User-defined Functions
JuMP natively supports the set of univariate and multivariate functions recognized by the MOI.Nonlinear
submodule. In addition to this list of functions, it is possible to register custom user-defined nonlinear functions. User-defined functions can be used anywhere in @NLobjective
, @NLconstraint
, and @NLexpression
.
JuMP will attempt to automatically register functions it detects in your nonlinear expressions, which usually means manually registering a function is not needed. Two exceptions are if you want to provide custom derivatives, or if the function is not available in the scope of the nonlinear expression.
User-defined functions must return a scalar output. For a work-around, see User-defined operators with vector outputs.
Automatic differentiation
JuMP does not support black-box optimization, so all user-defined functions must provide derivatives in some form. Fortunately, JuMP supports automatic differentiation of user-defined functions, a feature to our knowledge not available in any comparable modeling systems.
Automatic differentiation is not finite differencing. JuMP's automatically computed derivatives are not subject to approximation error.
JuMP uses ForwardDiff.jl to perform automatic differentiation; see the ForwardDiff.jl documentation for a description of how to write a function suitable for automatic differentiation.
Common mistakes when writing a user-defined function
Get an error like No method matching Float64(::ForwardDiff.Dual)
? Read this section, and see the guidelines at ForwardDiff.jl.
The most common error is that your user-defined function is not generic with respect to the number type, that is, don't assume that the input to the function is Float64
.
f(x::Float64) = 2 * x # This will not work.
f(x::Real) = 2 * x # This is good.
f(x) = 2 * x # This is also good.
Another reason you may encounter this error is if you create arrays inside your function which are Float64
.

■ **GIVEN EXERCISE A**
Answer these questions from the page on user-defined functions:
(i) Which package does JuMP use to perform automatic differentiation?
(ii) What kind of output must a user-defined function return?
(iii) Which three macros accept user-defined functions?
The text and the records are unrelated to each other.

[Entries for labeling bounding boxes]
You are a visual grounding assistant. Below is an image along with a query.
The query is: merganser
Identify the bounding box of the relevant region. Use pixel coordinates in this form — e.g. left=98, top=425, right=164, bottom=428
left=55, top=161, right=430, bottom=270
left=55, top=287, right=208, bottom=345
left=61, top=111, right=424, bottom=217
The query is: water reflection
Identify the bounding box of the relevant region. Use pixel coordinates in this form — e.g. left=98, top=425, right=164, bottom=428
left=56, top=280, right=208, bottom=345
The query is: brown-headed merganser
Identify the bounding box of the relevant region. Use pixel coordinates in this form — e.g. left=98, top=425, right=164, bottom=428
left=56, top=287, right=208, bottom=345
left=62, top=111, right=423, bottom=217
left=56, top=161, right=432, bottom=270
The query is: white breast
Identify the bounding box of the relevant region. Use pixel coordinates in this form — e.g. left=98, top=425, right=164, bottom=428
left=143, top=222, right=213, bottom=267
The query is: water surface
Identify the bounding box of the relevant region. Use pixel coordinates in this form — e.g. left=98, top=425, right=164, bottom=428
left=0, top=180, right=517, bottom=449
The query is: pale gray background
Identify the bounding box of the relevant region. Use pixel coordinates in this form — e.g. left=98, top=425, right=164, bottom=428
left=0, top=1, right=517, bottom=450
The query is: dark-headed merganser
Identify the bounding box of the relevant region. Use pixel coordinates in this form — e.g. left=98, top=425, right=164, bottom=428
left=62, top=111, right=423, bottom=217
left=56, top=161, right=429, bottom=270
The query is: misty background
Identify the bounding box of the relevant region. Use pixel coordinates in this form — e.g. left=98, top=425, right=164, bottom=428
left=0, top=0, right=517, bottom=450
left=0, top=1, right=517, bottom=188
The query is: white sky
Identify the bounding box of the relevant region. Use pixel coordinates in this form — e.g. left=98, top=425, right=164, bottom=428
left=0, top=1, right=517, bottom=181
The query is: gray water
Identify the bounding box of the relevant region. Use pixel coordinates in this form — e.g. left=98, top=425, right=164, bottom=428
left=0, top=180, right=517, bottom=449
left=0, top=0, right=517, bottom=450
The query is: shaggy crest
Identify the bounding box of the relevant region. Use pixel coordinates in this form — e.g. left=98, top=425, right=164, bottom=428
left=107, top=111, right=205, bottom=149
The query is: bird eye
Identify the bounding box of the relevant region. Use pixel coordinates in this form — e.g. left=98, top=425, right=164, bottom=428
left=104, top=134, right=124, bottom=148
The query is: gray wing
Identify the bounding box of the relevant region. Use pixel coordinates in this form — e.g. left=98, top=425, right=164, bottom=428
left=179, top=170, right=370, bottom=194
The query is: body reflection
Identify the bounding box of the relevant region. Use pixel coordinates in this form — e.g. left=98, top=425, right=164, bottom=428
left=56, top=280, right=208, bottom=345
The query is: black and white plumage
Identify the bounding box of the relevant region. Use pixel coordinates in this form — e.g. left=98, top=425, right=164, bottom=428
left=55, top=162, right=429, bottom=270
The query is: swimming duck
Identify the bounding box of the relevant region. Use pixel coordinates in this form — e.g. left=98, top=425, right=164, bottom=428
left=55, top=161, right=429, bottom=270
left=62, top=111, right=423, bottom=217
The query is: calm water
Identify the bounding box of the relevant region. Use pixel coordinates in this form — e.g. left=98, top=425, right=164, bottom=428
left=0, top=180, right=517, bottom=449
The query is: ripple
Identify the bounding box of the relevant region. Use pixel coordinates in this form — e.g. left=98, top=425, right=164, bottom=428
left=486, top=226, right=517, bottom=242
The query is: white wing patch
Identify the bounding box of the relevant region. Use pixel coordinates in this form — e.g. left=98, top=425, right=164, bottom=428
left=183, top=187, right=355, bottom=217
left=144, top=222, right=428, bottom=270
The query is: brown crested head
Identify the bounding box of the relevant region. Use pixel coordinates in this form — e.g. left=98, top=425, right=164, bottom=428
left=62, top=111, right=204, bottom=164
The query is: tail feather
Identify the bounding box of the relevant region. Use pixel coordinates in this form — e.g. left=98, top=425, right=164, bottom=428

■ **GIVEN EXERCISE B**
In the records, change "bounding box" to "enclosing box" in the lines between the one holding "The query is: shaggy crest" and the one holding "left=104, top=134, right=124, bottom=148", inclusive. Return only those lines, with everything else unchanged.

■ **TASK RESPONSE A**
(i) ForwardDiff.jl
(ii) A scalar output
(iii) @NLobjective, @NLconstraint, and @NLexpression

■ **TASK RESPONSE B**
The query is: shaggy crest
Identify the enclosing box of the relevant region. Use pixel coordinates in this form — e.g. left=98, top=425, right=164, bottom=428
left=107, top=111, right=205, bottom=149
The query is: bird eye
Identify the enclosing box of the relevant region. Use pixel coordinates in this form — e.g. left=98, top=425, right=164, bottom=428
left=104, top=134, right=124, bottom=148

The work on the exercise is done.